What the exercise asks:
From the sermon on love below, quote everything from "Love is important." down to "you’ve got!", word for word.

Provided passage:
/---

Growing Spiritual Redwoods: Vista Three- Beneath, Behind and Beyond

     Love is an interesting thing. It’s a
many-splendored thing. Air Supply is all out of it. The Eagles give the best of
theirs. Elton John wonders if you can feel it tonight. Elvis can’t help fallin’
in it with you. Patsy Cline is crazy for it. Diana Ross and Lionel Ritchie have
endless amounts of it. Barbara Streisand thinks it’s as soft as an easy chair. Olivia
Newton John honestly does it. Stevie Wonder just called to say it. Andy
Williams writes love letters about it in the sand. And J. Geils thinks it stinks.
There’s no in between for love…it’s either awesome or horrible…no middle
ground. It is a singularly polarizing thing. But in the end, love is just a
word…until someone comes along and gives it meaning.

     Today we continue our current Sunday
sermon series Growing Spiritual Redwoods, based on the book by Bill
Easum and Tom Bandy. The series starts from the premise that “the way we’ve
always done it” often keeps churches from successfully ministering to the
unchurched. We will try to answer some of the questions that confront
Christians in this era of rapid and uncertain change- questions like “Are we
committed to Jesus…or to a particular doctrine?” “Do we see faith as an
experience of Jesus…or as a heritage to protect at all costs?” “Do you
believe our purpose in ministry is to make members…or disciples?”

     Love is important. A man was stuck on the
interstate when his cell phone battery died. To make matters worse…it was his
anniversary. He wanted to let his wife know he would be late for dinner. So he
scribbled a note on a piece of paper asking other motorists to call her. When
he finally got home, his wife gave him a big kiss and said, “You must really
love me…72 people called and told me so!” But sadly, all too often love is
the exception and not the rule. For Christians, love is to be the rule and NOT
the exception. It’s true in the Old Testament AND the New Testament!
     Deuteronomy 6:5- Love God, your
God, with your whole heart: love him with all that’s in you, love him with all
you’ve got!

     Luke 10:27- 27He said, “That
you love the Lord your God with all your passion and prayer and muscle and
intelligence- and that you love your neighbor as well as you do yourself.”

     Love is an interesting thing. You
meet someone, you think you love them…and then it doesn’t work out. So you move
on…and you meet someone else. You realize that the last time wasn’t really love…but
this one is. And then…it doesn’t work out. Then you meet someone else. And this
cycle continues until…you meet THE one. And at that moment…you suddenly realize
what love is. It doesn’t negate the feelings you had before…just puts them in
context.
In the book, Bill Easum talks about doing a consultation at a local church.
During a time of conversation, the resident pastor looked at Bill with a
puzzled expression and said, “During the seminar you mentioned several
times the need for people to have a personal relationship with Jesus. What on
earth did you mean by that?” Many people struggle with the notion of a
personal relationship with Jesus…of loving Jesus.
Preposition- a word that indicates the temporal, spatial or logical
relationship of its object to the rest of the sentence. Many teachers describe prepositions
as “what a squirrel can be in relation to a tree.” You know- about, above, across,
after, against, among, around, before, behind, below, beneath, beside, between,
beyond, despite, from, in, like, near, next, of, off, on, opposite, outside, over,
past, through, toward, under, until, upon, with, without. There are MANY more,
but the three we’re going to focus on today are beneath, behind and beyond.

\---

(Dataset entries)
/---

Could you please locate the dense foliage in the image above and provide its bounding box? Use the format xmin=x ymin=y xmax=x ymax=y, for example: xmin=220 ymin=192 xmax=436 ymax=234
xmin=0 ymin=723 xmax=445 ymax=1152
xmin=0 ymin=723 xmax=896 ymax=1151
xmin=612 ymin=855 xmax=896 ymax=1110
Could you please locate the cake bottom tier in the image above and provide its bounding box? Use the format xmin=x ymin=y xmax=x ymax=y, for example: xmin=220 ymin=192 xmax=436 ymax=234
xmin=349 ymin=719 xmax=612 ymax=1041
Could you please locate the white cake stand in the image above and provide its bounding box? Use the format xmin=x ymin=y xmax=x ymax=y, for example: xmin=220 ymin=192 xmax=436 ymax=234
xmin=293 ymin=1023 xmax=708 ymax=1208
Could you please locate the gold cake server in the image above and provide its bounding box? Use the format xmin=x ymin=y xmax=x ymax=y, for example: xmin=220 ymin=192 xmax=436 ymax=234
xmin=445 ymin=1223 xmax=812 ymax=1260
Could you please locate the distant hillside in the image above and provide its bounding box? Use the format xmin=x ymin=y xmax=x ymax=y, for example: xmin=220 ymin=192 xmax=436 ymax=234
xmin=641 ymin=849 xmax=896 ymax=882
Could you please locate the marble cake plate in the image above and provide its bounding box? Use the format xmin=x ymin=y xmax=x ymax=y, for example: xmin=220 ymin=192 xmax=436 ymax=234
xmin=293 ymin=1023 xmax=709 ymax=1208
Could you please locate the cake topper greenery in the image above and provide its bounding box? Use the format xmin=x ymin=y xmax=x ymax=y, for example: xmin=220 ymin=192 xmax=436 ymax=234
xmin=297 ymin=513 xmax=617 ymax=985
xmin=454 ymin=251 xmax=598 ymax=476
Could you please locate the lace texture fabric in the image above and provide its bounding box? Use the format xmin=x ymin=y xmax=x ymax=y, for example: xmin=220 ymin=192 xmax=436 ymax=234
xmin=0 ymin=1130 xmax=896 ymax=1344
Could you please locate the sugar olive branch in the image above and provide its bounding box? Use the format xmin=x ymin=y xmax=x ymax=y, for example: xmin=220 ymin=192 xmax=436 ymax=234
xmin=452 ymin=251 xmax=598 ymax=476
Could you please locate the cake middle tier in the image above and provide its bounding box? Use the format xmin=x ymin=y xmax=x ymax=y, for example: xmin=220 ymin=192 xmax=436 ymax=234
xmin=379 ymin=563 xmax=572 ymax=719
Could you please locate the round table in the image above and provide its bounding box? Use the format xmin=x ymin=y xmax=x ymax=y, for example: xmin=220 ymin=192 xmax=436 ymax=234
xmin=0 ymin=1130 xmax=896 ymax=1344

\---

Full solution:
Love is important. A man was stuck on the
interstate when his cell phone battery died. To make matters worse…it was his
anniversary. He wanted to let his wife know he would be late for dinner. So he
scribbled a note on a piece of paper asking other motorists to call her. When
he finally got home, his wife gave him a big kiss and said, “You must really
love me…72 people called and told me so!” But sadly, all too often love is
the exception and not the rule. For Christians, love is to be the rule and NOT
the exception. It’s true in the Old Testament AND the New Testament!
     Deuteronomy 6:5- Love God, your
God, with your whole heart: love him with all that’s in you, love him with all
you’ve got!